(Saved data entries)
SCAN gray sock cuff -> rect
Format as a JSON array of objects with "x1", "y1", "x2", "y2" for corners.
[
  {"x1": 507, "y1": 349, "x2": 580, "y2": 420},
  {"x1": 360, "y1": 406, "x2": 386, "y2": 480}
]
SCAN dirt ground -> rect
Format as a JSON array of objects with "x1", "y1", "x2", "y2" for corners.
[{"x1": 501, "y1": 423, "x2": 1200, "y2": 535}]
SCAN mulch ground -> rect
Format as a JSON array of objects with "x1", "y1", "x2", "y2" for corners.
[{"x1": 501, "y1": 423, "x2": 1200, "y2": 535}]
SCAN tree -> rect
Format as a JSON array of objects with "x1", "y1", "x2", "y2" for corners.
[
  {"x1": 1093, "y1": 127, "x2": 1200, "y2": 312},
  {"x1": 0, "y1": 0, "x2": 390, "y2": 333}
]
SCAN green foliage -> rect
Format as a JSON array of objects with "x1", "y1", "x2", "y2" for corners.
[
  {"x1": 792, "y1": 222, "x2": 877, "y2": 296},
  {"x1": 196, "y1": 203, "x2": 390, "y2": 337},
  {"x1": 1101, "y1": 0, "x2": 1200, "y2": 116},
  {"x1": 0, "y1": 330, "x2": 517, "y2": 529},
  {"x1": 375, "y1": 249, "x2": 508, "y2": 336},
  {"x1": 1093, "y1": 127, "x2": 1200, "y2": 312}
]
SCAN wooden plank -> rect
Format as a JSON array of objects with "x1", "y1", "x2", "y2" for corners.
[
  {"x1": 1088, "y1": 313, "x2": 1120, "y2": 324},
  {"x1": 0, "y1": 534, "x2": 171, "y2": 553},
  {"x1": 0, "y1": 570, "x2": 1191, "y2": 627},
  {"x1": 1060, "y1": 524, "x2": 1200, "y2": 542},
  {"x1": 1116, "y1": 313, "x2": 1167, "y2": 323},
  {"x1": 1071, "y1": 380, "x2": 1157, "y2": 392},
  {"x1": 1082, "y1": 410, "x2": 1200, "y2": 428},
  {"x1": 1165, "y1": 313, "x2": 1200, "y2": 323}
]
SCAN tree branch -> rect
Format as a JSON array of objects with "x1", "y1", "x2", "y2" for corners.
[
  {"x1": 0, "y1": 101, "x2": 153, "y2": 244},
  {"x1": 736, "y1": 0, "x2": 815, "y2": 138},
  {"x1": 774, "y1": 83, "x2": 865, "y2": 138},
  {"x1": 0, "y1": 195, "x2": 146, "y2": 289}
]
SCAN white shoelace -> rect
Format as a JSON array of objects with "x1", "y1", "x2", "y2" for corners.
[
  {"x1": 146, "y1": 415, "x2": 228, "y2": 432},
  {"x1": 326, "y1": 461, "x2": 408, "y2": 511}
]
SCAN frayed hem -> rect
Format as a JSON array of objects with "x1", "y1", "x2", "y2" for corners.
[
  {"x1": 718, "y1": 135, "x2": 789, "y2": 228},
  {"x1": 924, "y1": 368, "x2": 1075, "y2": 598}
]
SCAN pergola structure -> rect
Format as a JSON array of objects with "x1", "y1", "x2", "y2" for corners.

=== WORK INSTRUCTIONS ===
The required output is the full set of entries, reproduced verbatim.

=== THE ANSWER ===
SCAN gray sock cuff -> rect
Format as a JSON array of objects with "x1", "y1", "x2", "y2" for corners.
[
  {"x1": 507, "y1": 349, "x2": 580, "y2": 420},
  {"x1": 360, "y1": 406, "x2": 386, "y2": 480}
]
SCAN dirt ground -> rect
Format as a JSON array of objects with "x1", "y1", "x2", "y2" for corners.
[{"x1": 501, "y1": 423, "x2": 1200, "y2": 535}]
SCAN mulch ground -> rect
Format as a JSON array of objects with "x1", "y1", "x2", "y2" for corners.
[{"x1": 501, "y1": 423, "x2": 1200, "y2": 535}]
SCAN tree -> rect
Format as a JSON array of objects with "x1", "y1", "x2", "y2" for corners.
[
  {"x1": 1093, "y1": 127, "x2": 1200, "y2": 312},
  {"x1": 0, "y1": 0, "x2": 390, "y2": 333}
]
SCAN green foliage -> rect
Format as a JSON array of objects with "x1", "y1", "x2", "y2" for corners.
[
  {"x1": 792, "y1": 222, "x2": 877, "y2": 296},
  {"x1": 196, "y1": 203, "x2": 390, "y2": 337},
  {"x1": 1101, "y1": 0, "x2": 1200, "y2": 116},
  {"x1": 0, "y1": 330, "x2": 517, "y2": 529},
  {"x1": 375, "y1": 249, "x2": 508, "y2": 336},
  {"x1": 1093, "y1": 127, "x2": 1200, "y2": 312}
]
SCAN wooden plank -> rect
Format as a JSON array of objects with "x1", "y1", "x2", "y2" for corners.
[
  {"x1": 1088, "y1": 313, "x2": 1120, "y2": 324},
  {"x1": 0, "y1": 534, "x2": 171, "y2": 553},
  {"x1": 0, "y1": 570, "x2": 1191, "y2": 627},
  {"x1": 1060, "y1": 524, "x2": 1200, "y2": 542},
  {"x1": 1116, "y1": 313, "x2": 1167, "y2": 323},
  {"x1": 1071, "y1": 380, "x2": 1157, "y2": 392},
  {"x1": 1082, "y1": 410, "x2": 1200, "y2": 428},
  {"x1": 1165, "y1": 313, "x2": 1200, "y2": 323}
]
SCAN tree branch -> rect
Format as a JSON array of objects with "x1", "y1", "x2", "y2" for corners.
[
  {"x1": 0, "y1": 101, "x2": 153, "y2": 244},
  {"x1": 736, "y1": 0, "x2": 815, "y2": 138},
  {"x1": 774, "y1": 83, "x2": 865, "y2": 138},
  {"x1": 0, "y1": 195, "x2": 146, "y2": 289}
]
SCAN white shoelace -> rect
Format as a JSON array of objects with "x1", "y1", "x2", "y2" for corners.
[
  {"x1": 146, "y1": 415, "x2": 228, "y2": 432},
  {"x1": 326, "y1": 461, "x2": 408, "y2": 511}
]
SCAN frayed hem -> rect
Format as a JSON array of objects with "x1", "y1", "x2", "y2" for corners.
[
  {"x1": 718, "y1": 135, "x2": 789, "y2": 228},
  {"x1": 924, "y1": 368, "x2": 1075, "y2": 598}
]
SCAN pergola structure -> rect
Format as a JSON array of objects with "x1", "y1", "x2", "y2" for corners.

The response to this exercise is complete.